Input for this task:
☆ ☆ ☆ ☆ ☆
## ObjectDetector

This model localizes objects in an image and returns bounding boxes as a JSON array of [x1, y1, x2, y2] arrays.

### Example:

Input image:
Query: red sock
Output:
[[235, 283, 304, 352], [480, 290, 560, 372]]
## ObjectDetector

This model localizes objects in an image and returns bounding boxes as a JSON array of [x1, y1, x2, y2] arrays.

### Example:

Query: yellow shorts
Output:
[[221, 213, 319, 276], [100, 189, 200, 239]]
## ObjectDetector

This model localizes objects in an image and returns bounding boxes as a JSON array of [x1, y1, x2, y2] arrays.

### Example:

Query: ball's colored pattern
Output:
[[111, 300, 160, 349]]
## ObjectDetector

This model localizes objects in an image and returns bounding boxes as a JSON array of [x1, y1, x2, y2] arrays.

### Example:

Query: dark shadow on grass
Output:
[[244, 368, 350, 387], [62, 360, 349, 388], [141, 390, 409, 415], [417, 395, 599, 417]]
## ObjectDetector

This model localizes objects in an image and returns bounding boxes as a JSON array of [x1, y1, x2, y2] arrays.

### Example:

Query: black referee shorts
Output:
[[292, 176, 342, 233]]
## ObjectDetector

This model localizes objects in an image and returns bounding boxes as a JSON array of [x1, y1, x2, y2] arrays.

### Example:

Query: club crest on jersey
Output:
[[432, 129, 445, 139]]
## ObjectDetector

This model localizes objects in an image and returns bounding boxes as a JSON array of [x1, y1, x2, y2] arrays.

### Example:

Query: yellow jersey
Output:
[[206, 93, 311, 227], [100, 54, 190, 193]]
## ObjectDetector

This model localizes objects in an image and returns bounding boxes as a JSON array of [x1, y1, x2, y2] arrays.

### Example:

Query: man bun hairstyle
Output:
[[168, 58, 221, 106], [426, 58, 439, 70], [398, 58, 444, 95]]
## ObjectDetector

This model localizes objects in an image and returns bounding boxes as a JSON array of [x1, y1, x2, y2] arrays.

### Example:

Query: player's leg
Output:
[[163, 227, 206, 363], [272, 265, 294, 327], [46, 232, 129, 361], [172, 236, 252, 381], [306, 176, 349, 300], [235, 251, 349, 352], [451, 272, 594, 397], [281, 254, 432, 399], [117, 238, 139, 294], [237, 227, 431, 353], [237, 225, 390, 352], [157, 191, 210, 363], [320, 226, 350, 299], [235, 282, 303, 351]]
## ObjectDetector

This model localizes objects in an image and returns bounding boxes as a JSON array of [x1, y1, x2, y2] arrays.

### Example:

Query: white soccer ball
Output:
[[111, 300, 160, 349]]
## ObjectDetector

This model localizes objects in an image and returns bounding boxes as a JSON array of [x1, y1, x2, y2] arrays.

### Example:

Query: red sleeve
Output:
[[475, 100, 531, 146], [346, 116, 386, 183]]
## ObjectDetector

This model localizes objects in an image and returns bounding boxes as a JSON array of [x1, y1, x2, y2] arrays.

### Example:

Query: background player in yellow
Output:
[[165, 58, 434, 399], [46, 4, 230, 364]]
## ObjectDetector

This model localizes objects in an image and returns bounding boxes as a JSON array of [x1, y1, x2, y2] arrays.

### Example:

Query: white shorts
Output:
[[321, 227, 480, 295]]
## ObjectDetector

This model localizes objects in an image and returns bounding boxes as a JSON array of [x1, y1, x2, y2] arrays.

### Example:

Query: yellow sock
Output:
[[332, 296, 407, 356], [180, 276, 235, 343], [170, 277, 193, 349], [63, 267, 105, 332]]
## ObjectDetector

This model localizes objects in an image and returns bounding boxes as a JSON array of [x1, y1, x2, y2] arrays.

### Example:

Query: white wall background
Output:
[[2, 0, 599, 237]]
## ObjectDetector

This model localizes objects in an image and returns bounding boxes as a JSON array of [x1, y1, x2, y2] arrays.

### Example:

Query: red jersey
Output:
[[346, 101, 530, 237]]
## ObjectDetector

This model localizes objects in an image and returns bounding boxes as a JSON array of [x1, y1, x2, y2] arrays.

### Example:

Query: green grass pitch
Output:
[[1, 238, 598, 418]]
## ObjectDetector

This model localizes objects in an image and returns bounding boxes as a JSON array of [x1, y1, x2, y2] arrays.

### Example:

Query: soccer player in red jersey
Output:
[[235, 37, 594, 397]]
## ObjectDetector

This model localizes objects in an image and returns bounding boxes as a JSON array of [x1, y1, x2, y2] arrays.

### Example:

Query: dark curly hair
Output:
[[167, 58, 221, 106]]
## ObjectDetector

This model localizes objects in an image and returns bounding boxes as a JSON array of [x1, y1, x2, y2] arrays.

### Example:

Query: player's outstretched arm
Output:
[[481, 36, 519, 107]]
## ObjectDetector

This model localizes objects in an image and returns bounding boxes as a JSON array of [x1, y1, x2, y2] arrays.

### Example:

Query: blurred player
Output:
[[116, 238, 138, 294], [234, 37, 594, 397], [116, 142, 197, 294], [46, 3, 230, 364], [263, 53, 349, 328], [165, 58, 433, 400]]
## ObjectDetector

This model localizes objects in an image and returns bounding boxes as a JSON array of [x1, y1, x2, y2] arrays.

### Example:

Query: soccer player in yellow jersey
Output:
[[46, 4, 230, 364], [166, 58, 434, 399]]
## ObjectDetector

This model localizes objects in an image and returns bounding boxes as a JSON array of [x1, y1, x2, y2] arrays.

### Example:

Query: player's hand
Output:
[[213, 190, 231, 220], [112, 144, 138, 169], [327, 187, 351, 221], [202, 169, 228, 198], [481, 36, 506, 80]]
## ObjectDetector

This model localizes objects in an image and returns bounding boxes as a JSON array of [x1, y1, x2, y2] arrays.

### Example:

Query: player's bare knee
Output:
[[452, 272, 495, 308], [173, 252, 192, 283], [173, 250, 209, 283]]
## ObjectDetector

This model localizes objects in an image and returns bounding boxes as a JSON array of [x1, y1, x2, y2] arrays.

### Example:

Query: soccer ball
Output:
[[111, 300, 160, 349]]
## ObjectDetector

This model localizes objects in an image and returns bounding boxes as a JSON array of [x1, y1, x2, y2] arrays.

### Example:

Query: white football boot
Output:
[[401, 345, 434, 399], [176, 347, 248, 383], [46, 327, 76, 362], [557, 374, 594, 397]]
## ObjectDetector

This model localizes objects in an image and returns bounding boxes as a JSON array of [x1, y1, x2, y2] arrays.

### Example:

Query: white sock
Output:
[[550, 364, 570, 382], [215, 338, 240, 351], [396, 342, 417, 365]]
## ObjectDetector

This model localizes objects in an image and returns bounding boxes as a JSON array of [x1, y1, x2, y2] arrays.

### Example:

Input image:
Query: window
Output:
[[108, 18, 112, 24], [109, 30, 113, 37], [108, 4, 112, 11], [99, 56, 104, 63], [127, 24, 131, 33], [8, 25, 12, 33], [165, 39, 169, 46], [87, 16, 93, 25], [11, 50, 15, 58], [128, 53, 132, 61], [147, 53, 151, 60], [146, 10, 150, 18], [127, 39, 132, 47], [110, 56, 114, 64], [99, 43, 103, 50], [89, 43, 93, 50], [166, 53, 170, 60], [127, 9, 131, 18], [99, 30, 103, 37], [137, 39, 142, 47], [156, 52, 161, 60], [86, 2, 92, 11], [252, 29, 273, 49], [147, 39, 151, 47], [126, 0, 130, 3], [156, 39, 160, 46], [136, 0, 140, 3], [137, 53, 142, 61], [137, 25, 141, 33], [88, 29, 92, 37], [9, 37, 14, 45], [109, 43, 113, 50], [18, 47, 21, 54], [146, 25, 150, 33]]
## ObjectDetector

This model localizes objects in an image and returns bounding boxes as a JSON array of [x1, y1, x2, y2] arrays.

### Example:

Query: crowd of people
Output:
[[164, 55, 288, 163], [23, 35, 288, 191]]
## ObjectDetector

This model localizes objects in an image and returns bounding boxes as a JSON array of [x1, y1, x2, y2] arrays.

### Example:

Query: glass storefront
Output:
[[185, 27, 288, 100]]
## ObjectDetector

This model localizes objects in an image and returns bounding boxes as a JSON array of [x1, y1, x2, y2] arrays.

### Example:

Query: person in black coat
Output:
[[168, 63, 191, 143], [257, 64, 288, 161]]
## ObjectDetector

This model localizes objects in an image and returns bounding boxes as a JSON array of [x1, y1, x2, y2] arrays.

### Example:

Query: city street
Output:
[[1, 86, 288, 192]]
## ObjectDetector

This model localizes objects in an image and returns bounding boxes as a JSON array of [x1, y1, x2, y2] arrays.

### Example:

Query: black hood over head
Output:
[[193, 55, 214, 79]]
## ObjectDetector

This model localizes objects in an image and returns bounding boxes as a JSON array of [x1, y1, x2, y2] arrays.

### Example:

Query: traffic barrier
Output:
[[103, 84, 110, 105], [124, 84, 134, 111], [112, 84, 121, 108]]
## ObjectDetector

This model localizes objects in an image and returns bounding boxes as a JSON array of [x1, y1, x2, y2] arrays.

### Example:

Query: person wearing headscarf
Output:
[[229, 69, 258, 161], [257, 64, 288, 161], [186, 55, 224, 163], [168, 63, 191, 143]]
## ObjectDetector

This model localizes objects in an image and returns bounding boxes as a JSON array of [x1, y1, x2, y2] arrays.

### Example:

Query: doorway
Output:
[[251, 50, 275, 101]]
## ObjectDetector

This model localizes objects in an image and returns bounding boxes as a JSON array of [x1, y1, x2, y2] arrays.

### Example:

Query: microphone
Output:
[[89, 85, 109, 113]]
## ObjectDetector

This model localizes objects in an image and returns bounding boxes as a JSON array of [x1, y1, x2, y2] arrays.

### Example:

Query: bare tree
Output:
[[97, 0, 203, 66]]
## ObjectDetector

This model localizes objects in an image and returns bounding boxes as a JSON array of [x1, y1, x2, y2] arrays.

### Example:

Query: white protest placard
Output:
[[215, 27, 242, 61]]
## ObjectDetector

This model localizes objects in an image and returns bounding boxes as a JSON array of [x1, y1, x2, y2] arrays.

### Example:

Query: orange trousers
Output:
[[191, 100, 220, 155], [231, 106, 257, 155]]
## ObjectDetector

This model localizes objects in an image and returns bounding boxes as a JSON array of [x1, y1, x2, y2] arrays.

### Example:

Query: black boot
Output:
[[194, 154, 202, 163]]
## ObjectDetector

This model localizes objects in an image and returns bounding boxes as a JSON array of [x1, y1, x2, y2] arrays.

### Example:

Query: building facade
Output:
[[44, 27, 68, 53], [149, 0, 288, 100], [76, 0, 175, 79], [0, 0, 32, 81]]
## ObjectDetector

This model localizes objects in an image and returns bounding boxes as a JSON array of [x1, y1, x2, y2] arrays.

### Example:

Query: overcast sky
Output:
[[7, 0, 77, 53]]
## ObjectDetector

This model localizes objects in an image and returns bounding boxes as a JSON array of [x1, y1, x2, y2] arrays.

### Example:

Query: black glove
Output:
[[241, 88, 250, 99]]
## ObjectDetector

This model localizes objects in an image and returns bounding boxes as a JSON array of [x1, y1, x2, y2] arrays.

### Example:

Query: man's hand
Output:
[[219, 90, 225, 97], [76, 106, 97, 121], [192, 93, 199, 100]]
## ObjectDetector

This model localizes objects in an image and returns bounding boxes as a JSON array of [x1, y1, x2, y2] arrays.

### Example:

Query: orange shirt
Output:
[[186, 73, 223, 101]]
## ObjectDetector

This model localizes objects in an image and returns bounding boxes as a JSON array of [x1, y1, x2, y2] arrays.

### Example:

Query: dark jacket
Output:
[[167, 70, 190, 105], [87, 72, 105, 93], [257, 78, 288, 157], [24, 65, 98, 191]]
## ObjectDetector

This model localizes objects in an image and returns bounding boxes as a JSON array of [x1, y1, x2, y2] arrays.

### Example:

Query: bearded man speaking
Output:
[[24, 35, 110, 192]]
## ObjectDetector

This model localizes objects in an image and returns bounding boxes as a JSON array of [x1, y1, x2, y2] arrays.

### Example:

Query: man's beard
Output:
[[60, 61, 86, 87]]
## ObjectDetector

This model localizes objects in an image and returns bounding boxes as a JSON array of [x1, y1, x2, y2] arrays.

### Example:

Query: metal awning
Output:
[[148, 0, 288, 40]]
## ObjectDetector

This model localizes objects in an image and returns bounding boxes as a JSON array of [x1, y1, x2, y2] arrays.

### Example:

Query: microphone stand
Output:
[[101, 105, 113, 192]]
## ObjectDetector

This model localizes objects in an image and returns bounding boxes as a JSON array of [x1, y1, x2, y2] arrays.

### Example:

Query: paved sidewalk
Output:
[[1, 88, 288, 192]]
☆ ☆ ☆ ☆ ☆
Your goal: Restate the data word for word. Begin at its first line, end at the line that contains "Query: yellow shorts", and include both.

Answer:
## ObjectDetector

This model localizes objects in an image and returns bounding boxes as a JSON array of [x1, y1, x2, y2] arrays.

### Example:

Input image:
Query: red sock
Output:
[[235, 283, 304, 352], [480, 290, 560, 372]]
## ObjectDetector

This model localizes objects in an image and returns bounding boxes as a JSON array of [x1, y1, x2, y2] arrays.

### Example:

Query: yellow shorts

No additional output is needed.